練習問題 -
• a. コンサートのレポートのうち、「Kitaraあ・ら・かると 2018(2018年5月) レポート」を含む語句で始まり「感じられるようになりました。」で終わる部分を、一字も変えずに書き写してください。
• b. 記録から「drainpipe」という文字列を含む行をすべて集めてください。大文字と小文字は区別します。

本文抜粋 -
_ _ _

Kitaraあ・ら・かると 2018(2018年5月) レポート
札幌コンサートホールKitaraの「ゴールデンウイークの音楽祭」のうち、3つのコンサートに子供達と一緒に行ってきました。札幌にもようやく春が訪れ、隣接する公園の桜は満開から少し緑の葉っぱが見えるようになっていました。
今回は私が鑑賞した3つのコンサートについて簡単なレポートを書きます。なお私はクラシック音楽を聴き始めたばかりの新参者です。素人の感想文となりますことをご了承下さい。
【きがるにオーケストラ】2018/5/3 札幌コンサートホールKitara 大ホール
名曲で巡る、世界音楽旅行!と題したコンサート、中1の息子と行ってきました。短めの有名曲が続くコンサートだったので、息子も比較的楽しんで聴けたようです。普段ブラームスばかり聴いている私にとって、今回のように様々な国の作曲家による曲を一度に味わえるのは新鮮でした。何よりプロの楽団による生演奏がたっぷり聴けてとても嬉しかったです。本格的なコンサートホールもプロのオーケストラもハードルが高いと思っていましたが、ぐっと身近に感じられるようになりました。
プログラム
- ガーシュウィン:パリのアメリカ人
- サン=サーンス:序奏とロンド・カプリチオーソ
- ヴェルディ:歌劇「アイーダ」より 前奏曲
- チャイコフスキー:ヴァイオリン協奏曲 ニ長調 作品35より 第1楽章
- 伊福部 昭:交響譚詩より 第1譚詩 アレグロ・カプリチオーソ
- ブラームス:ハンガリー舞曲 第1番 ト短調
- ドヴォルジャーク:スラヴ舞曲集 第1集 作品46より 第1番 ハ長調
- ヨーゼフ・シュトラウス:ワルツ「天体の音楽」 作品235
- エルガー:行進曲「威風堂々」第1番 ニ長調 作品39-1
- (アンコール)アンダーソン:舞踏会の美女
出演
4曲目の後で休憩、また曲と曲の間には指揮者のかたのお話が入りました。

_ _ _

課題のデータ -

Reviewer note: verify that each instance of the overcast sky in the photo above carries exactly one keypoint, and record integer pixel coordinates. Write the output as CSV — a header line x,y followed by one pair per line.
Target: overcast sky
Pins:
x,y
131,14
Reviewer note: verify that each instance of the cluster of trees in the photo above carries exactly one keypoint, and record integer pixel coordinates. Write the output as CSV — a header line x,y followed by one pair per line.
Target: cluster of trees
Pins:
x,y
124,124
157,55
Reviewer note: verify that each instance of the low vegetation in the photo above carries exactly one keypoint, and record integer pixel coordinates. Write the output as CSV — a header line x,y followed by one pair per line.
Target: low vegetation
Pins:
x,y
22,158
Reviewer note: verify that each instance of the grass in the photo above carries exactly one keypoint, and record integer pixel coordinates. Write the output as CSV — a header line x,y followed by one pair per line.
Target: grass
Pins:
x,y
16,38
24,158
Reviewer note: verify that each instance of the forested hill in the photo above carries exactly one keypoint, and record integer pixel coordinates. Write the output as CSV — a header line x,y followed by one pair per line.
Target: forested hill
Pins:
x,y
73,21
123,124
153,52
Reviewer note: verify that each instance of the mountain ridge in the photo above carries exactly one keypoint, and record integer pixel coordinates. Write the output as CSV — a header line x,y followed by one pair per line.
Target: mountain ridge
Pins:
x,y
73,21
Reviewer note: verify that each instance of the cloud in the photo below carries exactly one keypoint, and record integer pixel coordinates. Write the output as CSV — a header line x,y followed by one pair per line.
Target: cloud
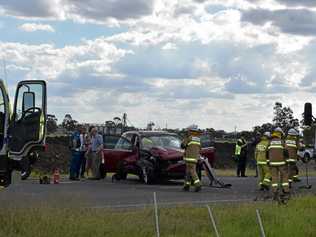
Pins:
x,y
31,27
32,8
292,21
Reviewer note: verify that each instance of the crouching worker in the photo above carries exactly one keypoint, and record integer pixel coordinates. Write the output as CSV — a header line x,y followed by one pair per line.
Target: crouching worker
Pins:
x,y
277,156
192,146
261,152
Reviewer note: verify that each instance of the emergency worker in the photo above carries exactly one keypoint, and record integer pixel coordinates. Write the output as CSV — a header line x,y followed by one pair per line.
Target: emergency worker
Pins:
x,y
241,157
277,156
292,145
192,146
261,153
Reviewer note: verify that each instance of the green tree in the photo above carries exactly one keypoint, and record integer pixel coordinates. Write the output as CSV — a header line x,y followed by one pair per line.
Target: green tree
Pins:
x,y
283,117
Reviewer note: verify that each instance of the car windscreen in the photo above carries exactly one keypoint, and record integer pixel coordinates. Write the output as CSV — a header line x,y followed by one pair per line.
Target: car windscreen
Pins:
x,y
165,141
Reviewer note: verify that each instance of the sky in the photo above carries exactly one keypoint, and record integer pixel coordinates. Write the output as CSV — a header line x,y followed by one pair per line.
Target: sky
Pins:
x,y
214,63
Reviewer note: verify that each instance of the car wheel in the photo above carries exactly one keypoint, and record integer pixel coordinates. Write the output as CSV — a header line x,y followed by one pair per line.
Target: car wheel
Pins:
x,y
148,176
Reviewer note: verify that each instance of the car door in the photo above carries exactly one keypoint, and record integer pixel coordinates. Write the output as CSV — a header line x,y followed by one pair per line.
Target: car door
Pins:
x,y
118,156
27,129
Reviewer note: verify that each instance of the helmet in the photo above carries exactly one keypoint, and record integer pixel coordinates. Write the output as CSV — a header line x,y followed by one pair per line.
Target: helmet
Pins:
x,y
193,128
293,132
267,134
277,132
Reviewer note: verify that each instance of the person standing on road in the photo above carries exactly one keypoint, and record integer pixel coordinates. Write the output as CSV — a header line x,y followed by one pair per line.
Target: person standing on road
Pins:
x,y
241,157
192,146
277,156
96,153
75,144
261,153
292,145
83,150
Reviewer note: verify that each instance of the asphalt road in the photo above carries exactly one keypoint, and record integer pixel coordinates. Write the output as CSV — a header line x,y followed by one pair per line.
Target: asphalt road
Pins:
x,y
128,193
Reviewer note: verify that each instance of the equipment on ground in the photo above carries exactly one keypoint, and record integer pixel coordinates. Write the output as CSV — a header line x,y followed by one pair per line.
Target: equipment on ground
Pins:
x,y
214,181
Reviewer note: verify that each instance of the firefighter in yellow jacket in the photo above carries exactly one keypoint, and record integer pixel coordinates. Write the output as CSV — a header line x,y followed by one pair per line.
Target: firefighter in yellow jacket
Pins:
x,y
261,152
292,145
277,157
192,146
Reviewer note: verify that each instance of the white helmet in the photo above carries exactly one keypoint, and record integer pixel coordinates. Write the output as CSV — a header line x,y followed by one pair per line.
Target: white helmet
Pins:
x,y
267,134
193,128
293,132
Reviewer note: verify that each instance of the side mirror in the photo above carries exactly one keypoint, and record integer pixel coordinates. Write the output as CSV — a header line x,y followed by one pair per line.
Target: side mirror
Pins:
x,y
28,100
308,114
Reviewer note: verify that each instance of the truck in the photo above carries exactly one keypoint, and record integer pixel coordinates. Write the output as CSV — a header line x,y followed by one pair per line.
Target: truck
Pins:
x,y
151,155
23,129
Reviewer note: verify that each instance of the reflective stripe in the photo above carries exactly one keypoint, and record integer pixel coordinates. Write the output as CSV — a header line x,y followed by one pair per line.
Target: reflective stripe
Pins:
x,y
276,147
267,180
262,162
290,160
194,143
277,163
190,160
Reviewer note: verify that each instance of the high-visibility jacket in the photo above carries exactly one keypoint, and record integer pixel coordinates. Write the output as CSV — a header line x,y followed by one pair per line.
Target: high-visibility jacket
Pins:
x,y
261,152
192,145
276,152
241,143
292,145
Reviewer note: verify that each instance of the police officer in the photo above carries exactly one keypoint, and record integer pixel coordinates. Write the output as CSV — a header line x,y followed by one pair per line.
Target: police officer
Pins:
x,y
192,146
277,156
241,157
261,152
292,145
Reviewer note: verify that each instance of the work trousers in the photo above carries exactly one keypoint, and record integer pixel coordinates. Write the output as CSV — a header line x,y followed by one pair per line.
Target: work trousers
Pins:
x,y
75,164
279,178
191,175
293,172
95,164
264,175
241,165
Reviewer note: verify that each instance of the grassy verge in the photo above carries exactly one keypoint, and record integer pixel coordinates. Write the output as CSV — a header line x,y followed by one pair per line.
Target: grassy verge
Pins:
x,y
296,219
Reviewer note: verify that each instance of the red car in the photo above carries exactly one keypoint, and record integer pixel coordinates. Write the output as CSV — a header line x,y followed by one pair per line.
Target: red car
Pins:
x,y
153,156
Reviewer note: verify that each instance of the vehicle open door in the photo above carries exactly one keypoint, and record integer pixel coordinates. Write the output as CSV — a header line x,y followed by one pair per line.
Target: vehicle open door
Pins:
x,y
5,172
28,123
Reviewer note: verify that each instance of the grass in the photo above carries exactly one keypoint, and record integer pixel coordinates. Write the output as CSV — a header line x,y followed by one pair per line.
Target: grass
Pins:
x,y
296,219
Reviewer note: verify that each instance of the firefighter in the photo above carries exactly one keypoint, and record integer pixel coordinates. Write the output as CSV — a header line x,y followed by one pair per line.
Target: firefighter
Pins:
x,y
192,146
261,152
292,145
277,156
241,157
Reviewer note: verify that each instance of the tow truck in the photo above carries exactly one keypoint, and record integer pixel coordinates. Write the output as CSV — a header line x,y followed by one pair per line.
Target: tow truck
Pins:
x,y
23,130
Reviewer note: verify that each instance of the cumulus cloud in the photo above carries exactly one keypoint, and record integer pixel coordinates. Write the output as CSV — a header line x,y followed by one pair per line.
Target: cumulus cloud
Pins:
x,y
293,21
31,27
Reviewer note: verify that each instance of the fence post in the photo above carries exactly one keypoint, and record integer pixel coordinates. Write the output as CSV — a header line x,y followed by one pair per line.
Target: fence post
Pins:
x,y
260,223
156,215
213,220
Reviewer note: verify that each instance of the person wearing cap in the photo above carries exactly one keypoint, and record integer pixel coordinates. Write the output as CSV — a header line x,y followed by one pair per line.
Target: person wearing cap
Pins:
x,y
292,145
241,157
261,153
277,156
192,146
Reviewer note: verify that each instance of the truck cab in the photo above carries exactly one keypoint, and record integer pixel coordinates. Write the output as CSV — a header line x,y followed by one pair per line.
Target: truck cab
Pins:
x,y
23,129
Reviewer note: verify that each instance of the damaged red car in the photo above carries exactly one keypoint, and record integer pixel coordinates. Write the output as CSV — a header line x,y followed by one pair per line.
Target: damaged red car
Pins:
x,y
151,155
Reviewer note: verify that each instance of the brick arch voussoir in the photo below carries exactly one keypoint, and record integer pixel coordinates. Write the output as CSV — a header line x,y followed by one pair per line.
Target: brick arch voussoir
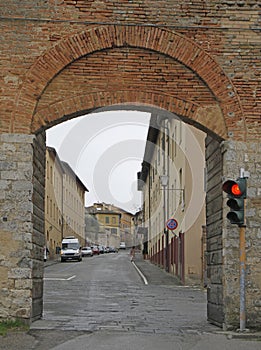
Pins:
x,y
78,105
94,39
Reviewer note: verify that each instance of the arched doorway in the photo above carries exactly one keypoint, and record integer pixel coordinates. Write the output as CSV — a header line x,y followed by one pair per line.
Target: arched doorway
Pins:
x,y
108,66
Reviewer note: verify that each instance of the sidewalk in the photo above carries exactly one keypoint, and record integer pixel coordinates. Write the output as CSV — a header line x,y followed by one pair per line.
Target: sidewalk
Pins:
x,y
154,274
158,276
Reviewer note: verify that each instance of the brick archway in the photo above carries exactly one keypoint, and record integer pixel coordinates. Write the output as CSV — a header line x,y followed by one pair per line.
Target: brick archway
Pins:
x,y
163,41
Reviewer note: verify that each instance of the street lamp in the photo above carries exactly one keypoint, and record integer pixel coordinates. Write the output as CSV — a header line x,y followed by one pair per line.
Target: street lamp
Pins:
x,y
164,179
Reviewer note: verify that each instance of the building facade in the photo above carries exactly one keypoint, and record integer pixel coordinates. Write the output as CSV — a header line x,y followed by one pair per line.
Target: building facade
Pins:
x,y
115,224
172,182
64,203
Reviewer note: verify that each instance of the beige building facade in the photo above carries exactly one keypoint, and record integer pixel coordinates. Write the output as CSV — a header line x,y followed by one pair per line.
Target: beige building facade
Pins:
x,y
64,203
115,224
172,182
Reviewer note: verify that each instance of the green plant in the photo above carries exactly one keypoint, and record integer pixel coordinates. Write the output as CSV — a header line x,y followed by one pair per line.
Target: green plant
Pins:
x,y
12,325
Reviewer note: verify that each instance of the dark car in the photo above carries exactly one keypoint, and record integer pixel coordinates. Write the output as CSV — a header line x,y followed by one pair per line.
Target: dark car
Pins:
x,y
87,251
95,250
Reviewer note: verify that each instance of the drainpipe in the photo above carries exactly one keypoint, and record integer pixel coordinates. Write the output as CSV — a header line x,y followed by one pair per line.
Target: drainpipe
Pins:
x,y
165,207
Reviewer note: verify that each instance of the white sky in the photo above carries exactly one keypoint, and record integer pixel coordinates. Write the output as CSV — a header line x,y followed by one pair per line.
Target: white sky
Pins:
x,y
105,150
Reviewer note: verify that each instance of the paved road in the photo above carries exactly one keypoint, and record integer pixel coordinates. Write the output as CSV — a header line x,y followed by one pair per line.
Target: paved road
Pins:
x,y
102,303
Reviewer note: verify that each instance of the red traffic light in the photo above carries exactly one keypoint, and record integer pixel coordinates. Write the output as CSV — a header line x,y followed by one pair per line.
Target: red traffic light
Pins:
x,y
235,188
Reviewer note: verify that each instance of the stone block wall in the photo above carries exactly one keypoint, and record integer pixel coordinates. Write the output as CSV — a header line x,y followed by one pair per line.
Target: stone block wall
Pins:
x,y
22,164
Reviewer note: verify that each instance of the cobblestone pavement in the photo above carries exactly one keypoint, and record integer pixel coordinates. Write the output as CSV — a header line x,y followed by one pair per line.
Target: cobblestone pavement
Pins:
x,y
128,315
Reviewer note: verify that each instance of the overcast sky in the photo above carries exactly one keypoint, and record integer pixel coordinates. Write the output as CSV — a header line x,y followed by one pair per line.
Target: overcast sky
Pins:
x,y
105,150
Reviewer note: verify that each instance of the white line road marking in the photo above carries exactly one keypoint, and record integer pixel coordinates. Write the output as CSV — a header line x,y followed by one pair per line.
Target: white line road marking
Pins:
x,y
145,281
59,279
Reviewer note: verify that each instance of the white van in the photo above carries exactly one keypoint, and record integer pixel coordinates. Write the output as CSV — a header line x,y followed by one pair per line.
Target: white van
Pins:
x,y
71,249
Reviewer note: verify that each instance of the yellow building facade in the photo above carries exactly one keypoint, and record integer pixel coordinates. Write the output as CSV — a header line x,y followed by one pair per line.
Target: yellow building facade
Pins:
x,y
64,203
172,182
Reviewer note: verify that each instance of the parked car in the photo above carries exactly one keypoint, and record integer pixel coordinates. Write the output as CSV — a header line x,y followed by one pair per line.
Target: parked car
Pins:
x,y
87,251
122,245
95,250
112,250
101,249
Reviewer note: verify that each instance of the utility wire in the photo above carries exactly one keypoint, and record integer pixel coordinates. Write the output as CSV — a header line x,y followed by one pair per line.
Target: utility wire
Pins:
x,y
128,24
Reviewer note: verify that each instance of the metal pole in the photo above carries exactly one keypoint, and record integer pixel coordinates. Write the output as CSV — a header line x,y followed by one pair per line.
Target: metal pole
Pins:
x,y
242,246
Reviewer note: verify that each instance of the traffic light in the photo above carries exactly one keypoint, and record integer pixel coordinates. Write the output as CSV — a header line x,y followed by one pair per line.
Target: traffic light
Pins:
x,y
236,190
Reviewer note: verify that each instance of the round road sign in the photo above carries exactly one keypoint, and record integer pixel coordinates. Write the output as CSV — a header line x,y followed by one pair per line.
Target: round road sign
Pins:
x,y
172,224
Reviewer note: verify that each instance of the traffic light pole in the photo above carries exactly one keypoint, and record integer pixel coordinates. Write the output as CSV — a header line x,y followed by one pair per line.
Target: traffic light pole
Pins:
x,y
242,246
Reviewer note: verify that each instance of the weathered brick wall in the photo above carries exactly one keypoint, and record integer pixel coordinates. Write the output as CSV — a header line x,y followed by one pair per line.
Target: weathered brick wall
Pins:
x,y
228,32
62,58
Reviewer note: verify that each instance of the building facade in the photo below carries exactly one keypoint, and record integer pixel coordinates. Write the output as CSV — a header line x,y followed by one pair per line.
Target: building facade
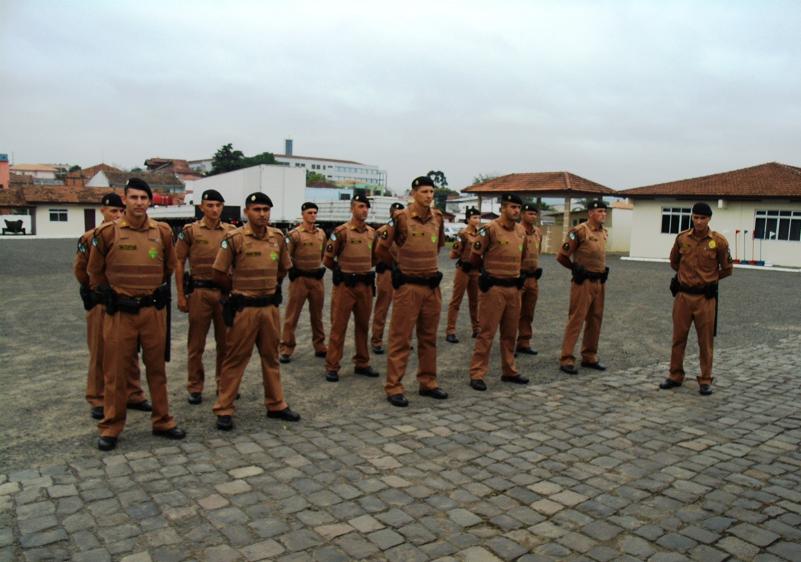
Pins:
x,y
757,209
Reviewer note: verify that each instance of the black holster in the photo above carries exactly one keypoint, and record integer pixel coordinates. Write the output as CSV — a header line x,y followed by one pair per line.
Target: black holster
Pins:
x,y
90,298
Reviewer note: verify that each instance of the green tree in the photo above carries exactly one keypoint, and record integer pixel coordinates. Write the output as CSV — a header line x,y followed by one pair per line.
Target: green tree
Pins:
x,y
481,178
226,159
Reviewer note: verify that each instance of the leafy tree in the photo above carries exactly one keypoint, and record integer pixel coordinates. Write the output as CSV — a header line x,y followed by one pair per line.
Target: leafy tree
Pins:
x,y
438,178
226,159
481,178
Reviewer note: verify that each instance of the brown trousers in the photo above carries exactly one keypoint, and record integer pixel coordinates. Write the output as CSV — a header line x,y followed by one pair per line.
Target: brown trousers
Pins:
x,y
463,282
345,300
383,298
528,302
586,308
499,306
204,309
122,334
300,290
253,325
413,305
94,377
689,309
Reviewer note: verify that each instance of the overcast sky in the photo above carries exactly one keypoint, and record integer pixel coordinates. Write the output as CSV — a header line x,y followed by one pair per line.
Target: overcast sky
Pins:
x,y
622,93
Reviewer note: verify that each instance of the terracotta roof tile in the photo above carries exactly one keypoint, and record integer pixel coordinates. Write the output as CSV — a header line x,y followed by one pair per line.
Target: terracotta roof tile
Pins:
x,y
550,183
763,181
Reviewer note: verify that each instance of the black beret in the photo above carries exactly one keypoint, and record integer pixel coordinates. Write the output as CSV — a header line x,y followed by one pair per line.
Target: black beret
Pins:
x,y
212,195
702,209
361,198
511,198
422,180
112,200
140,184
258,198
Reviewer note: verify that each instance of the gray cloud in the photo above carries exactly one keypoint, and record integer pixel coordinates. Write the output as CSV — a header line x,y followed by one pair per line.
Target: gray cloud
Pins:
x,y
624,93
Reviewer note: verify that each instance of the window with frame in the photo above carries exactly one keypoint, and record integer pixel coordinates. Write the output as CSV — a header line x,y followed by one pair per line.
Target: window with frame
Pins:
x,y
676,219
777,225
58,215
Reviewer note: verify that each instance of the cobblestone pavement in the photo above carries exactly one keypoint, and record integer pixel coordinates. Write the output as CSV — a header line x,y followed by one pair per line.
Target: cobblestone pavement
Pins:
x,y
591,468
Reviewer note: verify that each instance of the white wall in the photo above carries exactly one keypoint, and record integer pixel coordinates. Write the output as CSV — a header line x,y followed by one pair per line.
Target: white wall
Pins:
x,y
74,226
647,241
285,186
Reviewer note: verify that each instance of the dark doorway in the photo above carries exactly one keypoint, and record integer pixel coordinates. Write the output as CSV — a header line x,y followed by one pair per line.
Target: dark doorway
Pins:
x,y
88,219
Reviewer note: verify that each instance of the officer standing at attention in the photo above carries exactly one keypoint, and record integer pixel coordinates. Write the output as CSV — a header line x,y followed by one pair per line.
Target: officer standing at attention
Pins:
x,y
465,278
349,254
586,244
701,258
384,289
197,293
532,272
257,258
306,245
501,246
130,263
111,209
418,232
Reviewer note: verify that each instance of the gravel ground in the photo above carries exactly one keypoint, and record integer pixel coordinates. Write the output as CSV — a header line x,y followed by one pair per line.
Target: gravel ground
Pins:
x,y
45,419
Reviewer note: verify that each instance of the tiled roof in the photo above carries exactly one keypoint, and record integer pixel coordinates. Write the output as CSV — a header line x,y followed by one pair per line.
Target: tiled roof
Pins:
x,y
765,180
550,183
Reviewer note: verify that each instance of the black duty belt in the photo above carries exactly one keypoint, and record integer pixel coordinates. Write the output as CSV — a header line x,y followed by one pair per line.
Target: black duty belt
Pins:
x,y
294,273
132,305
203,284
487,281
399,278
535,273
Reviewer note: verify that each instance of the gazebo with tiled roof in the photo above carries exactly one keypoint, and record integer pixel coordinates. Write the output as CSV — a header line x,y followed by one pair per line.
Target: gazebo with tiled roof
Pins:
x,y
542,184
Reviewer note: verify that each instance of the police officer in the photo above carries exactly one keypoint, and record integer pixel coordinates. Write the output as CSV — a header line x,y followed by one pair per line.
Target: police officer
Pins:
x,y
130,263
384,289
499,249
111,208
586,244
465,278
306,245
349,254
257,258
197,293
418,233
531,271
701,258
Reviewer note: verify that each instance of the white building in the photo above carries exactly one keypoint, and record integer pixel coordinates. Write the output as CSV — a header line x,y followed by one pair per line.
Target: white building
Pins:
x,y
757,209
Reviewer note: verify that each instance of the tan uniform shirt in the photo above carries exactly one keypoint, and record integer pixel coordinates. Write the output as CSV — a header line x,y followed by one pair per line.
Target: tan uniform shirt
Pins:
x,y
133,261
531,259
700,260
419,234
587,246
352,247
502,246
306,247
200,243
463,245
257,264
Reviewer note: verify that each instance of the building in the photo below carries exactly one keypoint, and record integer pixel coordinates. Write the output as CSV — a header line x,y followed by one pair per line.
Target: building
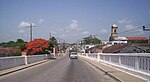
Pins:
x,y
115,39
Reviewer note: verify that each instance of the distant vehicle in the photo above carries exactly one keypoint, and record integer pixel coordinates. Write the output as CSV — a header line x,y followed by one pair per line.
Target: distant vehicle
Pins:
x,y
73,55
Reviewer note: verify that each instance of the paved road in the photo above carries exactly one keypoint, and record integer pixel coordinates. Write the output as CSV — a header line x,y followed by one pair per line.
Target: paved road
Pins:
x,y
61,70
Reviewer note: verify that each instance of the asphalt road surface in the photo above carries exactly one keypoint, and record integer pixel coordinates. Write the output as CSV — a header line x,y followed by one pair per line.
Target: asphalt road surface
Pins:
x,y
60,70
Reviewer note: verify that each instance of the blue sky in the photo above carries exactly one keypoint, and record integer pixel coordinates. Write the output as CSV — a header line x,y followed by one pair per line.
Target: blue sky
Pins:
x,y
72,20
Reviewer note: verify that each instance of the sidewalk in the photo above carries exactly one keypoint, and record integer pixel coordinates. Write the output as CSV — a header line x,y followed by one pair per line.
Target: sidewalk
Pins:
x,y
14,69
115,74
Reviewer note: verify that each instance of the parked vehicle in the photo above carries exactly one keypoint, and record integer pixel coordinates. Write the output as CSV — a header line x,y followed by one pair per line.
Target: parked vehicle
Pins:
x,y
73,55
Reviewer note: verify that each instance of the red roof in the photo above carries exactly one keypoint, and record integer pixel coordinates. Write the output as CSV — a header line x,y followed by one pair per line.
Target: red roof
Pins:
x,y
137,38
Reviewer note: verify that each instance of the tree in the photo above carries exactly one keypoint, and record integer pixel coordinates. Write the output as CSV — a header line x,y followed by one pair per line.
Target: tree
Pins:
x,y
37,46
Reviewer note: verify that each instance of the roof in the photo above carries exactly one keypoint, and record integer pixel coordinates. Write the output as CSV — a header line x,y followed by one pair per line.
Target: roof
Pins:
x,y
120,38
114,25
114,48
137,38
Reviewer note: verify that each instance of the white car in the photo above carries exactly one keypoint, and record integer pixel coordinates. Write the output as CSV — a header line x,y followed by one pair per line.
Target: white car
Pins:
x,y
73,55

_ _ _

各問の解答 -
• a.
Kitaraあ・ら・かると 2018(2018年5月) レポート
札幌コンサートホールKitaraの「ゴールデンウイークの音楽祭」のうち、3つのコンサートに子供達と一緒に行ってきました。札幌にもようやく春が訪れ、隣接する公園の桜は満開から少し緑の葉っぱが見えるようになっていました。
今回は私が鑑賞した3つのコンサートについて簡単なレポートを書きます。なお私はクラシック音楽を聴き始めたばかりの新参者です。素人の感想文となりますことをご了承下さい。
【きがるにオーケストラ】2018/5/3 札幌コンサートホールKitara 大ホール
名曲で巡る、世界音楽旅行!と題したコンサート、中1の息子と行ってきました。短めの有名曲が続くコンサートだったので、息子も比較的楽しんで聴けたようです。普段ブラームスばかり聴いている私にとって、今回のように様々な国の作曲家による曲を一度に味わえるのは新鮮でした。何よりプロの楽団による生演奏がたっぷり聴けてとても嬉しかったです。本格的なコンサートホールもプロのオーケストラもハードルが高いと思っていましたが、ぐっと身近に感じられるようになりました。

• b.
Reviewer note: verify that each instance of the drainpipe in the photo above carries exactly one keypoint, and record integer pixel coordinates. Write the output as CSV — a header line x,y followed by one pair per line.
Target: drainpipe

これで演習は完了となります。